In via Milano 13 una sintetica ma chiarissima mostra dedicata all’ Italia al lavoro, viaggio nel mondo della produzione nazionale dal dopoguerra a oggi
Palazzo delle Esposizioni propone nella sua Sala della Fontana al pianterreno di via Milano 13 una sintetica ma chiarissima mostra dedicata all’ Italia al lavoro, viaggio nel mondo della produzione nazionale dal dopoguerra a oggi. La collaborazione con Invitalia, L’Agenzia nazionale dello sviluppo (che istituzionalmente favorisce la creazione, lo sviluppo e il rilancio delle imprese, quest’anno compie 25 anni) spiega il senso di una riflessione culturale, economica e sociale.

--------------------

• COMPITO DA SVOLGERE:
Rispondi alle domande sull'estratto del documento.
1. In quale sala del Palazzo delle Esposizioni si tiene la mostra?
2. Quale arco di tempo copre il viaggio nel mondo della produzione nazionale?
3. Quanti anni compie quest'anno Invitalia?
I record qui sotto non hanno alcun ruolo in questo lavoro.

--------------------

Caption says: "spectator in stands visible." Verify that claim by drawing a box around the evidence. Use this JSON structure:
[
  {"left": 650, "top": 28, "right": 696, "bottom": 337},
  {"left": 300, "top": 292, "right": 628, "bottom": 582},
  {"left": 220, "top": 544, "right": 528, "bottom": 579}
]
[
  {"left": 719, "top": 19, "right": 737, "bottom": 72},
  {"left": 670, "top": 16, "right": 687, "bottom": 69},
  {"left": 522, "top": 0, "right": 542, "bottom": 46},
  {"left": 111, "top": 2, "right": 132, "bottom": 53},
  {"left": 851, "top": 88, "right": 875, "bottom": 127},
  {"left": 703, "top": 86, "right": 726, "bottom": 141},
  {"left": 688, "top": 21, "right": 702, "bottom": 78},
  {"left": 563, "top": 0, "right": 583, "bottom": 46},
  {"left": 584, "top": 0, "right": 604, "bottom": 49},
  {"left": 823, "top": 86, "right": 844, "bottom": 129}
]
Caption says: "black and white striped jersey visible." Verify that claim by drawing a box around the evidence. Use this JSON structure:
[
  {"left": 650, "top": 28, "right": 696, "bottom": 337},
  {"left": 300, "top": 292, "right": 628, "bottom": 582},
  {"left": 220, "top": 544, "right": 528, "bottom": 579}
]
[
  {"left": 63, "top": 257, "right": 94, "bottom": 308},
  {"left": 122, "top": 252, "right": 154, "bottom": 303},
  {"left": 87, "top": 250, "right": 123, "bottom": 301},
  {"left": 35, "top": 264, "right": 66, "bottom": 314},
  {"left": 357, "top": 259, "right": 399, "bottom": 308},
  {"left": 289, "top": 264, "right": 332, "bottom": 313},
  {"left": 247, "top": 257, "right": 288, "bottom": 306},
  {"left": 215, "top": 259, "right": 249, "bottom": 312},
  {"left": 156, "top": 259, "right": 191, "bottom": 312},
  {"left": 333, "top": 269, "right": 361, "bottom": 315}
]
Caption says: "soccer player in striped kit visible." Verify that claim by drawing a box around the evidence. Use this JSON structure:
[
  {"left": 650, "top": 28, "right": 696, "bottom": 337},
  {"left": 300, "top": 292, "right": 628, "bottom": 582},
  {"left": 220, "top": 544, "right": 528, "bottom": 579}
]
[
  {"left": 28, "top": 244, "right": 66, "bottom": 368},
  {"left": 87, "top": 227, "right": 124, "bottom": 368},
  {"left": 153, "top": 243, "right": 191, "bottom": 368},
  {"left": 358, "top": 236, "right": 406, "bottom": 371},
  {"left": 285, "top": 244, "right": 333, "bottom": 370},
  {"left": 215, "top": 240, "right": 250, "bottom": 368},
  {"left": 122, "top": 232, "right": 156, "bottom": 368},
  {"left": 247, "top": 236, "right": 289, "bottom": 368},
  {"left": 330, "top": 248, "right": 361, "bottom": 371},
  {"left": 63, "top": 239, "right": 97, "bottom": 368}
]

--------------------

• SPAZIO RISPOSTA:
1. Nella Sala della Fontana, al pianterreno di via Milano 13.
2. Dal dopoguerra a oggi.
3. 25 anni.